• [How to complete this task]
Please retype the data below exactly, stopping after the line with "--target child's left hand" and skipping every picture.

(Stored data)
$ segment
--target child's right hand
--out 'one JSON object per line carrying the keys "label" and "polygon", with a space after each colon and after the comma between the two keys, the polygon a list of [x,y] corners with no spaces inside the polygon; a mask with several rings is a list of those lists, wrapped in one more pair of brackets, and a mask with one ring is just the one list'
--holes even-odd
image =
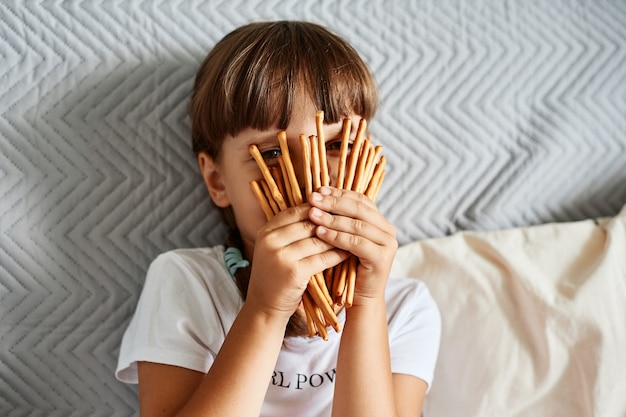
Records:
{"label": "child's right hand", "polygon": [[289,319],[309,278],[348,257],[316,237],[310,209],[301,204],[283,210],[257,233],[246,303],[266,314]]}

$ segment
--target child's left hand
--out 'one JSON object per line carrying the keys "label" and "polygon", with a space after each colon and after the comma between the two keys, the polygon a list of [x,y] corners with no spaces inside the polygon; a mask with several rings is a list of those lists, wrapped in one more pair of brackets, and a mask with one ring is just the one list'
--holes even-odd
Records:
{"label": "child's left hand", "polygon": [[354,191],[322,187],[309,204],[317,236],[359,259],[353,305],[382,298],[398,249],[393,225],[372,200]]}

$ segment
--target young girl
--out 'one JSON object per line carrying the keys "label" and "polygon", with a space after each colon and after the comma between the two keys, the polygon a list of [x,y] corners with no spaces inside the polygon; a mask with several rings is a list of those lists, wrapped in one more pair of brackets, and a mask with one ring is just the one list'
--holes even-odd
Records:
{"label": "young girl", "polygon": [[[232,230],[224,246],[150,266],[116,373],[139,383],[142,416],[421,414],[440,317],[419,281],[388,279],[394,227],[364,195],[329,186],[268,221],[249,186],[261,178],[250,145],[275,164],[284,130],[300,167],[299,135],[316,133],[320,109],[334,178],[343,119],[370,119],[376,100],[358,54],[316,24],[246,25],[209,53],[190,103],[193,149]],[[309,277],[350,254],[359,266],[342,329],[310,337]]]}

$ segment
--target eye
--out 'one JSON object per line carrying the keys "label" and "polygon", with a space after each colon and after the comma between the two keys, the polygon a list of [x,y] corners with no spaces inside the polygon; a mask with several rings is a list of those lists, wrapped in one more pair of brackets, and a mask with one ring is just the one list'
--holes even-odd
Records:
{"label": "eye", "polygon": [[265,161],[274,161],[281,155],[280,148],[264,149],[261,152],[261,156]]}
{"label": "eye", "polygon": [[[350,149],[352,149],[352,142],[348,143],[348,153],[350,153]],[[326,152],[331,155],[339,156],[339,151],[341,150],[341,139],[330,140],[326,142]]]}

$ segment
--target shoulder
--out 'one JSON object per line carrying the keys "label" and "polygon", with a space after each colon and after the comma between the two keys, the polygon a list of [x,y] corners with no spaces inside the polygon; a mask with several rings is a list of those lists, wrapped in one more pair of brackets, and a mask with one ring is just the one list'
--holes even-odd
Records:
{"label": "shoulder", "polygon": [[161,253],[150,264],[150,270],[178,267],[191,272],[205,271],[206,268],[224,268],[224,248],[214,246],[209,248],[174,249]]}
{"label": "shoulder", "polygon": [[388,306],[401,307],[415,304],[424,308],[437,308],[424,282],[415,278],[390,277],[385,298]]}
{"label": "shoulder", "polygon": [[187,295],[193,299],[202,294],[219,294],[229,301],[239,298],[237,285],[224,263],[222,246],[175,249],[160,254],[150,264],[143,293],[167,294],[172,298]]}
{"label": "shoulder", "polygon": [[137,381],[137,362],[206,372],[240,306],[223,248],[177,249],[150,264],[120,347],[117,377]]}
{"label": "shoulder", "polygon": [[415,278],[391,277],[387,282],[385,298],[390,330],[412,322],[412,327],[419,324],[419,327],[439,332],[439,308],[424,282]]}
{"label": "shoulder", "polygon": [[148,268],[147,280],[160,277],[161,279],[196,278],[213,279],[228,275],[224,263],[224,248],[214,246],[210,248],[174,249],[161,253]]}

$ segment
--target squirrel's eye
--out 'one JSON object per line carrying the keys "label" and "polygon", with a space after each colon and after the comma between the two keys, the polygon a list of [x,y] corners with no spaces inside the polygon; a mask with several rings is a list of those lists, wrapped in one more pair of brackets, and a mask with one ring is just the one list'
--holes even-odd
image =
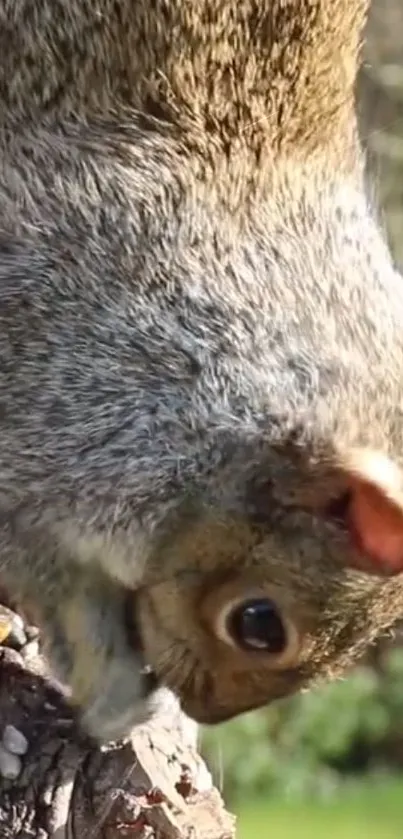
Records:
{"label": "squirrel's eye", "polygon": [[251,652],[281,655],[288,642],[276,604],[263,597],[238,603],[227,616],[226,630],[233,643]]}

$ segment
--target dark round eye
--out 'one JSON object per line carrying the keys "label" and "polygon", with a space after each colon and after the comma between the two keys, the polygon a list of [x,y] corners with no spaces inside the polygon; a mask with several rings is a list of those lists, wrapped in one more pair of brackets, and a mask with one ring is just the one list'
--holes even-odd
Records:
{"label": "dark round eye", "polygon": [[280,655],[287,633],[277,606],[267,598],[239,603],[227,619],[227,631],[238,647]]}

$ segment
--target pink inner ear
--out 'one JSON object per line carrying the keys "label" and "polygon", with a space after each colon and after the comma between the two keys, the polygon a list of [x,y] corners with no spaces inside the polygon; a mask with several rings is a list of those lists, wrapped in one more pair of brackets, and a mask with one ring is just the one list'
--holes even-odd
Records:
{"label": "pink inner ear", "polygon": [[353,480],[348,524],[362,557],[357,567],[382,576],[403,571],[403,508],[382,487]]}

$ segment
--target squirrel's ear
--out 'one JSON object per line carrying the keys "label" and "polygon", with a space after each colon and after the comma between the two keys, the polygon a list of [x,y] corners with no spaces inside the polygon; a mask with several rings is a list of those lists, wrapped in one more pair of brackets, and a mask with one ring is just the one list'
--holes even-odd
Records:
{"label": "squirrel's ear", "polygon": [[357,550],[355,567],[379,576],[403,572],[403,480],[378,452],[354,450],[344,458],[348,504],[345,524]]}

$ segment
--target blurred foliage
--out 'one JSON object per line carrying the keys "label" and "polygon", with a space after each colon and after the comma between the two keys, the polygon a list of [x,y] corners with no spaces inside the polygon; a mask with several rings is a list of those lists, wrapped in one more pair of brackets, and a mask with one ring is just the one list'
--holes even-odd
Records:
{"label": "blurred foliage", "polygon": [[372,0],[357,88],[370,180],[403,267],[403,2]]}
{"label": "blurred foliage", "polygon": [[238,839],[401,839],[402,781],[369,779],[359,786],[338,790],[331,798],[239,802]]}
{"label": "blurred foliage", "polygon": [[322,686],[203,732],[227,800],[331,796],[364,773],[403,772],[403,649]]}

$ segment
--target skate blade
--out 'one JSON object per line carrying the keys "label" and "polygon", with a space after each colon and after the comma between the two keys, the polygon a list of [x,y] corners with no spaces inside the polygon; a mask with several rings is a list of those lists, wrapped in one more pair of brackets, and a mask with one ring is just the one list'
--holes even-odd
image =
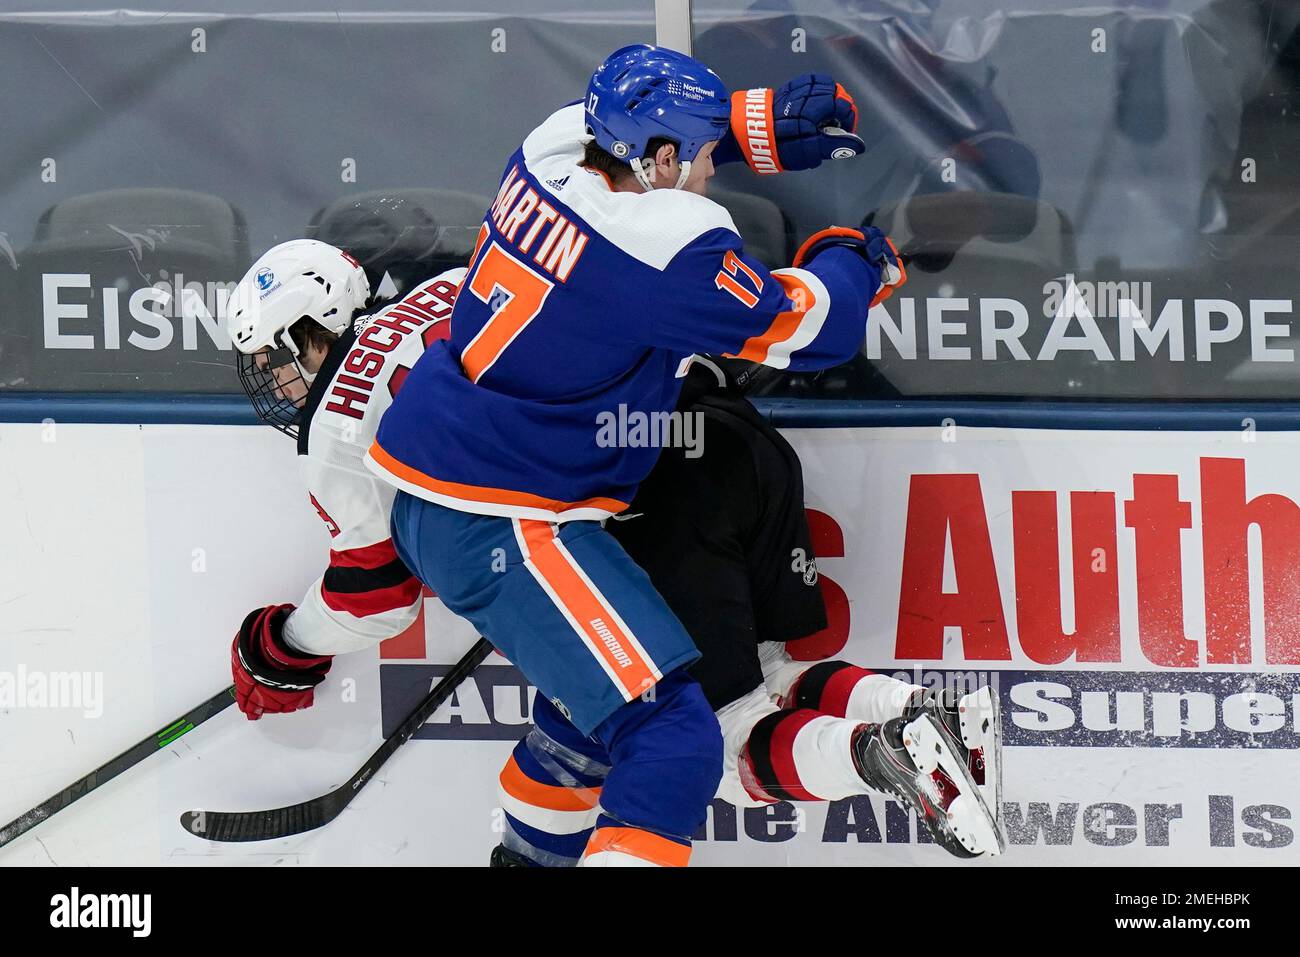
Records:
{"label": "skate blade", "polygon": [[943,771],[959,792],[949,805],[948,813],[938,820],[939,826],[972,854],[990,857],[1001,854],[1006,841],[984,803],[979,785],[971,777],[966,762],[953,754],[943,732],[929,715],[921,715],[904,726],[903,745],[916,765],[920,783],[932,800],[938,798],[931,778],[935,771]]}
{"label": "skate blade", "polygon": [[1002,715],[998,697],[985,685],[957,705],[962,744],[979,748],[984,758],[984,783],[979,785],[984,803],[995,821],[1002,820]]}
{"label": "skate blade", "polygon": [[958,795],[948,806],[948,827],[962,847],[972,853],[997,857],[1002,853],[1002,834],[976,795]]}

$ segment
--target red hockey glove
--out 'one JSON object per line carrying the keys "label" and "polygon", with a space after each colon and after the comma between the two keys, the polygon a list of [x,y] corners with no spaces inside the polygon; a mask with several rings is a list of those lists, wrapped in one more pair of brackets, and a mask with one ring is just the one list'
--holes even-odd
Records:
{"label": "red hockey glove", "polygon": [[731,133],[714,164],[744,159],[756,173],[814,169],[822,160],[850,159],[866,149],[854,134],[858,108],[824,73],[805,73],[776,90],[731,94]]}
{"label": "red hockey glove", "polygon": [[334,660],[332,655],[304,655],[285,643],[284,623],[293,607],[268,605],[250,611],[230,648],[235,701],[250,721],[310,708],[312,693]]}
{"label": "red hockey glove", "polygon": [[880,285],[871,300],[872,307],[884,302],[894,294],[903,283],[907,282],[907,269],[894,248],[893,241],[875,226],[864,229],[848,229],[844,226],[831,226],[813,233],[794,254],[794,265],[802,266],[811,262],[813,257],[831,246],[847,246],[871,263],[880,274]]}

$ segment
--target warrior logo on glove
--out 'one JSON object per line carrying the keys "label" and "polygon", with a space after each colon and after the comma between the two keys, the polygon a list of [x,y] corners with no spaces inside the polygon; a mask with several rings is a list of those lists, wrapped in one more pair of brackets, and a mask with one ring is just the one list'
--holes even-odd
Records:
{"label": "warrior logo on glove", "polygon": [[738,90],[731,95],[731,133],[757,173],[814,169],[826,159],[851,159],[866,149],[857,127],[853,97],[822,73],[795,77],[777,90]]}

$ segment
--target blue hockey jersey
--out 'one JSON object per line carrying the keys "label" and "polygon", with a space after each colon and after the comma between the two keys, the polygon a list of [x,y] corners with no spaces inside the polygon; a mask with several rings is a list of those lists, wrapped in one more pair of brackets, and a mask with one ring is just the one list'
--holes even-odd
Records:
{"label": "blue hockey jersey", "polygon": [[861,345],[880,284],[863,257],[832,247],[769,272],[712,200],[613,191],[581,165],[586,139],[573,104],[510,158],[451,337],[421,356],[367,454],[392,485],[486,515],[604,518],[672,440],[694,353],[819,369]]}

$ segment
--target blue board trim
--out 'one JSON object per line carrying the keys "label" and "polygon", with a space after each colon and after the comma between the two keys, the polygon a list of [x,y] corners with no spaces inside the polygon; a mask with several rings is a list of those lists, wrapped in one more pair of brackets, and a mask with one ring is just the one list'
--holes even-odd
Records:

• [Result]
$ segment
--target child's right hand
--out 'one JSON object per line carrying the keys "label" and "polygon", with a space after each colon and after the comma between the two keys, the polygon a list of [x,y] corners with no spaces inside the polygon; a mask with several rings is a list of those lists, wrapped in one more pair of brackets, and a mask with one ring is just the one list'
--holes even-odd
image =
Records:
{"label": "child's right hand", "polygon": [[289,319],[309,278],[348,257],[316,237],[310,209],[301,204],[283,210],[257,233],[246,303],[266,314]]}

$ segment
--target child's left hand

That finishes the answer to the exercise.